The following code calls a const method passing a reference to a member, which is then modified.
#include <iostream>
struct A {
int i;
A(int _x) : i(_x) { }
void calc(int& j, const int value) const { j = value; }
void set1() { calc(i, 1); }
};
int main()
{
A a(3);
std::cout << a.i << std::endl;
a.set1();
std::cout << a.i << std::endl;
return 0;
}
The code compiles with gcc 6.4.0, and with clang 5.0.2, with no warnings.
Is the code legal?
The const method calc is able to modify the object, when called from a non-const method.
const qualifier on a member function applies to the *this instance.
In calc(), this is a pointer to const A, but the parameter j is taken by non-const reference, so this is perfectly standard behaviour.
Now, if in calc you tried to assign to this->i, the code would not compile.
void A::calc(const int value) const
{
i = value; // Compilation error here: i is a data member of a const instance
}
In the same way, if set1 was made a const member function, then, the code would not compile (because it would try to bind this->i to a parameter taken by non-const reference)
Sure. Marking the method const just makes *this const, i.e. the function promises not to modify the object by writing through this.
It's still possible to modify the object through other means (assuming they're not marked const as well, such as int& j in your example).
Remember that having a "const pointer" like const Thing* or a "const reference" like const Thing& does NOT mean that the const-qualified object cannot change while you have the pointer/reference. It only means that you can't use that particular pointer/reference as a way of changing it. But there could be other names, pointers, or references that do allow changing it.
A couple of examples:
void f1(const int& arg1, int& arg2) {
std::cout << "arg1 before: " << arg1 << "\n";
arg2 = 4;
std::cout << "arg1 after: " << arg1 << "\n"; // same thing?
}
f1 might look as though it must always print the same value in the "before" and "after" lines. But not if someone passes the same int object to both arguments:
void call_f1() {
int n = 7;
f1(n, n); // Prints before 7, after 4!
}
Or if a function call comes between two uses of a const reference, that can similarly change a variable in some way:
void something_else();
void f2(const int& arg) {
std::cout << "arg before: " << arg << "\n";
something_else();
std::cout << "arg after: " << arg << "\n";
}
int n = 2;
void something_else() { n = 8; }
void call_f2() {
f2(n); // Prints before 2, after 8!
}
So it's true that in your void A::calc(int& j, const int value) const function, the this pointer is const A* const, which means you can't change the A object using the this pointer. But there can still be other ways to change it, like here you have an int& j reference to non-const object. If it so happens that j refers to a subobject of *this, then modifying j is a valid way of modifying the subobject of *this. This is similar to my f1 example above, where arg1 can't be used to change the referenced int, but arg2 can, and if they refer to the same int, this means arg1 has changed.
The case is slightly different when a variable is defined with the const qualifier in the first place. If we write
const A a(3);
then we do get a guarantee that (except during the constructor and destructor), the object can't be changed in any way. The language will usually prevent you from accidentally trying, like with a.set1(), but even if you try const_cast tricks, any actual change would then be undefined behavior.

### Data shown
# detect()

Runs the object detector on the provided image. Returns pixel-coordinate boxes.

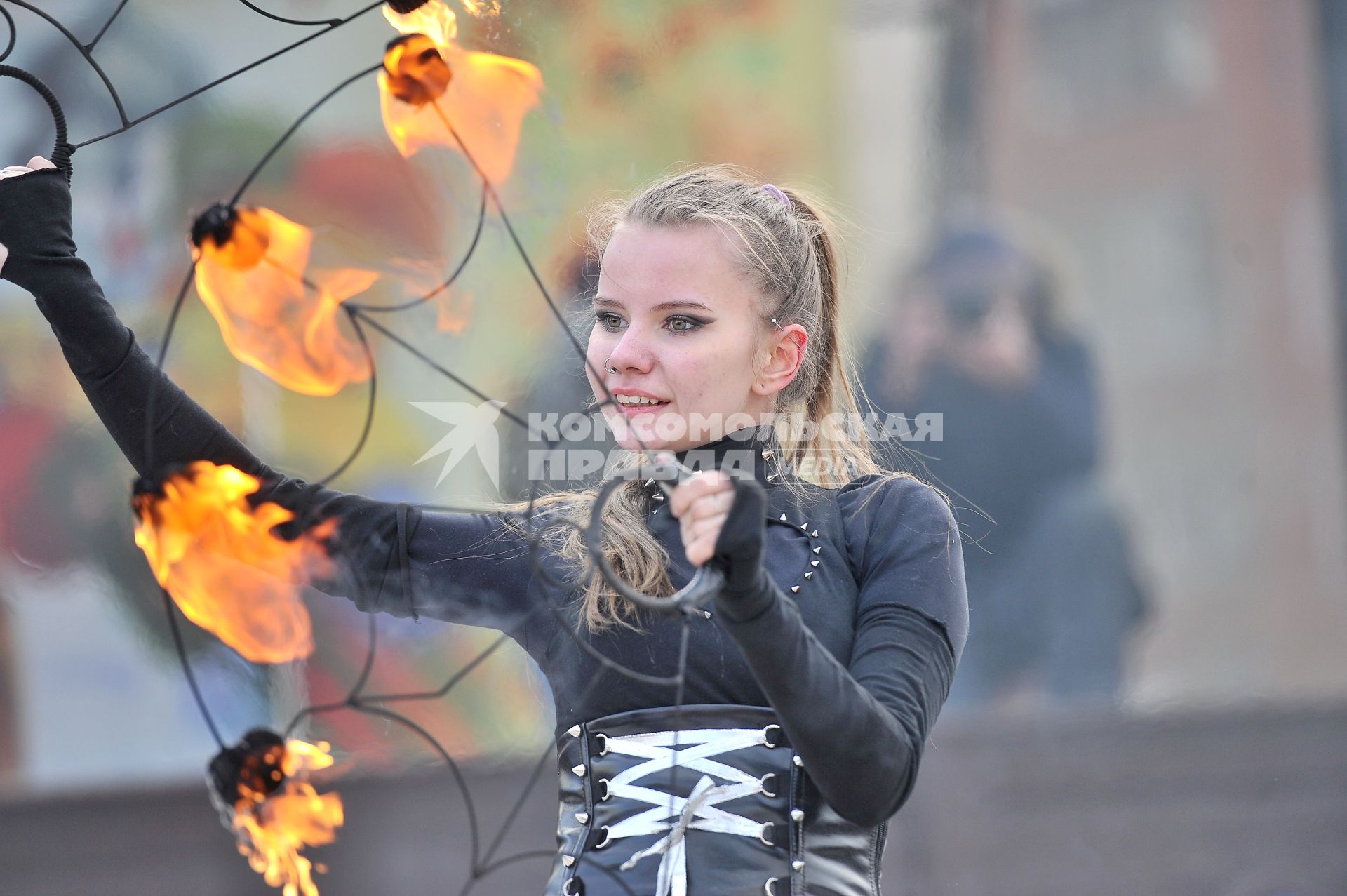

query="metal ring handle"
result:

### Given problem
Reproduce the passage of the C++ const-method thread starting with "Remember that having" and going on through "allow changing it.".

### Result for this exercise
Remember that having a "const pointer" like const Thing* or a "const reference" like const Thing& does NOT mean that the const-qualified object cannot change while you have the pointer/reference. It only means that you can't use that particular pointer/reference as a way of changing it. But there could be other names, pointers, or references that do allow changing it.